> **TEXT PROVIDED**
○ ○ ○ ○

He stated that before a business could be designated as a qualified enterprise zone, the business had to meet certain requirements. He said that 50 percent of its employees must perform substantially all of their work within the zone, and a business established after the zone was created must employ 25 percent of its workforce from the targeted workforce. Mr. Nutt explained that the workers had to be residents of Kentucky, and the workers had to either live in the zone, or have been unemployed or have received public assistance for at least 90 days prior to their being employed by an enterprise zone business. He said that if a business was established before the zone was created, it could qualify by increasing employment by 20 percent with 25 percent of the new workers meeting the requirements for the targeted workforce, or by increasing investment within the zone by 20 percent.
He said that several types of tax incentives were available through the Enterprise Zone Program. He stated that a qualified business was allowed to take a credit against its corporate income tax. The tax credit amounted to 10 percent of the wages paid to each employee who met the targeted workforce requirement, with the maximum credit being $1,500 per employee. He said that qualified business were also exempt from the motor vehicle use tax for commercial vehicles and non-commercial vehicles (first $20,000 of retail price) that were used only for business purposes. He also said that a third tax incentive was a sales and use tax exemption for the purchase of new and used machinery and equipment. He said that the final tax incentive was an exemption from the sales and use tax for building materials. The building materials could only be used for remodeling, rehabilitation, or new construction in the zone. The incentive was also available to individuals living in the zone and all firms located in the zone.

○ ○ ○ ○

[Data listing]
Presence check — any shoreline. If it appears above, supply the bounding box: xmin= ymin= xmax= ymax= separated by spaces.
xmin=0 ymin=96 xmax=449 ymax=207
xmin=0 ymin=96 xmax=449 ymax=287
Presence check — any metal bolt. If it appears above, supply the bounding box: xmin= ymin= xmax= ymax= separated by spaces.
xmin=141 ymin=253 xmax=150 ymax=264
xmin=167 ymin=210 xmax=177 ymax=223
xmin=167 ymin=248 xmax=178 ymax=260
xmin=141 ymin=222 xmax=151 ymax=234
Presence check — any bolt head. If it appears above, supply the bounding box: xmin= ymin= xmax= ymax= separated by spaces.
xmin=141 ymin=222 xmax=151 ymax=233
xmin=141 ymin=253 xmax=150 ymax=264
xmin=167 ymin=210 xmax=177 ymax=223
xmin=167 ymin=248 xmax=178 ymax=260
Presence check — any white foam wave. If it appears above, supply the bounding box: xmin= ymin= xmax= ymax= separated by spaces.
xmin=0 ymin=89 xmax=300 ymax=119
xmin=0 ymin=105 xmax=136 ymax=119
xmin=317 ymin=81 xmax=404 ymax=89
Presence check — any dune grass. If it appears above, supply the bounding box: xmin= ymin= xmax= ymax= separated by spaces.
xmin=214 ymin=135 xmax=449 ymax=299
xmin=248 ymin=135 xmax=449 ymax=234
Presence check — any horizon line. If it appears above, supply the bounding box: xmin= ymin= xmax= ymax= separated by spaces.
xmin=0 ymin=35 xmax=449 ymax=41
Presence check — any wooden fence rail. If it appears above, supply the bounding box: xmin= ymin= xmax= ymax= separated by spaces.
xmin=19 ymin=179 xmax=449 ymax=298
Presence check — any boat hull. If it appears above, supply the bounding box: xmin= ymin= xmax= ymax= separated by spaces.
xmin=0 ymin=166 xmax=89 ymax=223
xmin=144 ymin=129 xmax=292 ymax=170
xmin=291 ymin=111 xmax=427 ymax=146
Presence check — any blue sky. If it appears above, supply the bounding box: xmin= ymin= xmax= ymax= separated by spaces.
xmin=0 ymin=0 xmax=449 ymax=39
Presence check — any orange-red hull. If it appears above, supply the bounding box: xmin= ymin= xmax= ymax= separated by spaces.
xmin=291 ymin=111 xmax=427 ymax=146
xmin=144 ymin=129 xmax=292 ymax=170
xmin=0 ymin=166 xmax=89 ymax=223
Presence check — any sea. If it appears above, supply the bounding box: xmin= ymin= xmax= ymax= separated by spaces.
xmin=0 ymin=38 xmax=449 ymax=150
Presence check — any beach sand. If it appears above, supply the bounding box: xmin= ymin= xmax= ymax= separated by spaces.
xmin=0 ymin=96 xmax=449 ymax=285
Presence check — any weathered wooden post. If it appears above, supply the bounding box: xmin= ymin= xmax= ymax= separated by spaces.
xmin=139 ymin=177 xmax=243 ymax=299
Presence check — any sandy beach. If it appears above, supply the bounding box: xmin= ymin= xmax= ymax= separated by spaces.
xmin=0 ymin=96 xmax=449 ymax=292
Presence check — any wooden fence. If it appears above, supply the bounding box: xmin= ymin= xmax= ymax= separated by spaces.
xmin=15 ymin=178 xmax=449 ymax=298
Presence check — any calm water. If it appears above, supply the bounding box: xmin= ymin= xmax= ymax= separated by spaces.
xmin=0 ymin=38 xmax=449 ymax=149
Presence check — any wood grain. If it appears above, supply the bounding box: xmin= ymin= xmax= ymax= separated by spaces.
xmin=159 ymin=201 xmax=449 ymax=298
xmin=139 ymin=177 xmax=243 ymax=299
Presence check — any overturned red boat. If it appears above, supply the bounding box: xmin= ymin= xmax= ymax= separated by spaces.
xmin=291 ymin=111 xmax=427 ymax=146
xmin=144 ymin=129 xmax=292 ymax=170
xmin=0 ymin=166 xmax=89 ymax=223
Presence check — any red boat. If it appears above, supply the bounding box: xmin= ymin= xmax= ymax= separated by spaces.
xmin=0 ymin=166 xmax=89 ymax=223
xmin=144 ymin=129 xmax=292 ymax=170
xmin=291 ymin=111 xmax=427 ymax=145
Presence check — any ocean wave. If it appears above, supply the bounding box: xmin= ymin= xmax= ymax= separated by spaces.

○ ○ ○ ○

> **DIRECTION**
Please answer these questions from the enterprise zone text:
(a) What percentage of a business's employees must perform substantially all of their work within the zone?
(b) What is the maximum corporate income tax credit per employee?
(c) For non-commercial vehicles, what portion of the retail price is covered by the motor vehicle use tax exemption?
The rows stand apart from the enterprise zone text.

> **TASK RESPONSE**
(a) 50 percent
(b) $1,500
(c) The first $20,000